Every record is to be printed exactly as it appears.

THE DATA Start Marker

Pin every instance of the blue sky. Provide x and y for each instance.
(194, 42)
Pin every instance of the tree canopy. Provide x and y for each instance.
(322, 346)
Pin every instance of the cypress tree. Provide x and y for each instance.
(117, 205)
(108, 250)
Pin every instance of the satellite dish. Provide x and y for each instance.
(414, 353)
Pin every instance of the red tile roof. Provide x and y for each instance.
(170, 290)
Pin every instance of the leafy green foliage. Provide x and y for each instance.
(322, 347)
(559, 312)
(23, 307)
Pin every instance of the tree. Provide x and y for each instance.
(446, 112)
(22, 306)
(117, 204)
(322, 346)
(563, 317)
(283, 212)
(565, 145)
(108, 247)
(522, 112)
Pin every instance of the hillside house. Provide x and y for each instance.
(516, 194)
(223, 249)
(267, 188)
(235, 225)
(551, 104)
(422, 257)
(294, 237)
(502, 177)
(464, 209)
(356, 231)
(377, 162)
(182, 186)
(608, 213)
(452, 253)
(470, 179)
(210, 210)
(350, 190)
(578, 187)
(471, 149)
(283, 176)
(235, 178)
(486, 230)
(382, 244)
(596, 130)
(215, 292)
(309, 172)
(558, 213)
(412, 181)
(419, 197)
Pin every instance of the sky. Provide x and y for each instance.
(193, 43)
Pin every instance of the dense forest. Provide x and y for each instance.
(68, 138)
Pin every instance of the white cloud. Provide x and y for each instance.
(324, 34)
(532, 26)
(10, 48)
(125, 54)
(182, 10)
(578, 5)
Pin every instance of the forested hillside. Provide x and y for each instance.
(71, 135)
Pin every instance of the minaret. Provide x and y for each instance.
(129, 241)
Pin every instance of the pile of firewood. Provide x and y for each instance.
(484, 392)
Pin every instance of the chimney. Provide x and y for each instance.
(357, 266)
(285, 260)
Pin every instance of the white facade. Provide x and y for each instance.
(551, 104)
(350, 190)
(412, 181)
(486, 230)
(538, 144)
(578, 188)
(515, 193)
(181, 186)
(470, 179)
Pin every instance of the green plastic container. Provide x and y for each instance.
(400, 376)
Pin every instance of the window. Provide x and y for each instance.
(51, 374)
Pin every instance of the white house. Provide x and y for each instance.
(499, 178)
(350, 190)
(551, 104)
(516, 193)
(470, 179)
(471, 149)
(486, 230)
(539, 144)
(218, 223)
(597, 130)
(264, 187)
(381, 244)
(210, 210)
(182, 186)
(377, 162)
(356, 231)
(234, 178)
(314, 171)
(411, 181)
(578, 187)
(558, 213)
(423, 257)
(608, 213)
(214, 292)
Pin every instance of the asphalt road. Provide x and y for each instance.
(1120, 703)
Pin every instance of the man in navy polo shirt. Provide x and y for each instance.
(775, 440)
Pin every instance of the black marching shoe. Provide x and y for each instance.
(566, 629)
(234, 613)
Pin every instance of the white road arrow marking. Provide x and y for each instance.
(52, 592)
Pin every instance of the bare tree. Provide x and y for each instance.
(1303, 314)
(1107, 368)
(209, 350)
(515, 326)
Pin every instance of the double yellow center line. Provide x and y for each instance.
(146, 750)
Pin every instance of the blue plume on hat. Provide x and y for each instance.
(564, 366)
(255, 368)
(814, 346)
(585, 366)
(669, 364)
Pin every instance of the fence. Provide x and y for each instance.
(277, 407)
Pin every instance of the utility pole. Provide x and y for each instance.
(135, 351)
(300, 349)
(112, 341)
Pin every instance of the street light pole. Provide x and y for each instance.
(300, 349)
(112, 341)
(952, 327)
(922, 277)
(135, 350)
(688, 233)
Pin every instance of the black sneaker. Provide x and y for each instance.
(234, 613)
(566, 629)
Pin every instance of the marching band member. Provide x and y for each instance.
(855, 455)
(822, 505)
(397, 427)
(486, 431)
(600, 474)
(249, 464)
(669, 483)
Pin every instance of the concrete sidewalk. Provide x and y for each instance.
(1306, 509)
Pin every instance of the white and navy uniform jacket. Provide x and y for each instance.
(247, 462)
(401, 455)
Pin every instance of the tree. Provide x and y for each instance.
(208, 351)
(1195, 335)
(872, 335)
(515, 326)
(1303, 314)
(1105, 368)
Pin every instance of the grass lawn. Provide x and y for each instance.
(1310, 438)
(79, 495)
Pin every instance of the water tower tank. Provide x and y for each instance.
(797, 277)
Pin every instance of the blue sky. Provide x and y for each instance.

THE DATA End Marker

**RESPONSE AREA:**
Pin every instance of the blue sky. Provide x and y for each instance.
(194, 42)
Pin every instance of the tree canopy. Provide x and y for each instance.
(322, 346)
Pin every instance of the cypress tree. Provide x and y for each instance.
(117, 205)
(108, 250)
Pin every instance of the satellite dish. Provide x and y for each instance.
(414, 353)
Pin every instance of the red tile roof. Provide x and y for each instance.
(170, 290)
Pin every instance of the leafy green foliage. Provide x and y for each instance.
(322, 347)
(559, 312)
(23, 307)
Pin every instance of the tree. Provide x and y for each instance.
(446, 112)
(22, 306)
(117, 204)
(322, 346)
(563, 317)
(283, 212)
(565, 145)
(108, 247)
(522, 112)
Pin every instance of the hillside house. Provide x and y for each instance.
(516, 194)
(223, 249)
(267, 188)
(235, 225)
(551, 104)
(422, 257)
(294, 237)
(502, 177)
(464, 209)
(356, 231)
(377, 162)
(182, 186)
(608, 213)
(452, 253)
(470, 179)
(210, 210)
(350, 190)
(578, 187)
(471, 149)
(283, 176)
(235, 178)
(486, 230)
(382, 244)
(596, 130)
(215, 292)
(309, 172)
(558, 213)
(412, 181)
(419, 197)
Pin every instance of the sky. Provide x and y for each instance.
(193, 43)
Pin every instance of the dense forest. Provide x and y for each instance.
(68, 138)
Pin every instance of the white cloud. Provide x and y for each instance.
(324, 34)
(532, 26)
(10, 48)
(125, 54)
(182, 10)
(578, 5)
Pin every instance of the forested hillside. Provide x and y for each instance.
(71, 135)
Pin every instance of the minaret. Provide x and y for each instance.
(129, 241)
Pin every instance of the pile of firewood. Provide x and y for each instance.
(484, 392)
Pin every instance of the chimney. Provide x and y for each instance.
(357, 266)
(285, 260)
Pin every instance of the white facade. Provide x and y for each instance.
(551, 104)
(350, 190)
(412, 181)
(486, 230)
(538, 144)
(578, 188)
(515, 193)
(181, 186)
(470, 179)
Pin every instance of the green plastic container. Provide x and y for each instance.
(400, 376)
Pin every instance of the window. Provide x and y for each instance.
(51, 374)
Pin every instance of the white house. Provide x and y for each instance.
(499, 178)
(350, 190)
(551, 104)
(516, 193)
(470, 179)
(471, 149)
(486, 230)
(539, 144)
(218, 223)
(597, 130)
(264, 187)
(381, 244)
(210, 210)
(182, 186)
(377, 162)
(356, 231)
(234, 178)
(314, 171)
(411, 181)
(578, 187)
(558, 213)
(423, 257)
(608, 213)
(214, 292)
Pin every instance of the asphalt road. Provide x and y for each instance.
(1120, 703)
Pin every instance of the man in navy polo shirt. Provide x and y for each instance.
(775, 440)
Pin every instance of the black marching shoe. Provide x and y for each instance.
(566, 629)
(234, 613)
Pin every instance of the white road arrow marking. Provide x and y for each instance.
(52, 592)
Pin every instance of the bare tree. Provide x and y for each instance.
(1303, 314)
(1107, 368)
(209, 350)
(515, 326)
Pin every instance of the double yellow center line. Provide x and y for each instance.
(146, 750)
Pin every instance of the blue plume on hat. Provide x and y for each instance.
(564, 366)
(255, 368)
(814, 346)
(585, 366)
(669, 364)
Pin every instance of the fence. Provide x and y for each instance.
(277, 407)
Pin every instance of the utility pole. Provide x and y for each instance.
(135, 351)
(300, 349)
(112, 341)
Pin every instance of the street light pole. Provide x and y for each instance.
(300, 349)
(112, 341)
(952, 327)
(922, 277)
(135, 350)
(688, 233)
Pin every instance of the black sneaker. Provide x and y for each instance.
(234, 613)
(566, 629)
Pin every instance of the marching band member. Provide x and y for each instance.
(855, 455)
(822, 505)
(397, 427)
(486, 431)
(600, 474)
(249, 464)
(669, 483)
Pin every instance of the concrete sidewalk. Provide x and y for each instance.
(1306, 509)
Pin every instance of the white and navy uniform jacket. Provide x and y for each instance.
(247, 462)
(401, 455)
Pin every instance of the tree. Provide x and y for each instance.
(208, 351)
(1195, 335)
(872, 335)
(515, 326)
(1303, 314)
(1105, 368)
Pin every instance of the grass lawn. Provide x and y for each instance.
(1310, 438)
(79, 495)
Pin every instance of the water tower tank. Provide x and y for each instance.
(797, 277)
Pin every instance of the blue sky. Provide x and y for each instance.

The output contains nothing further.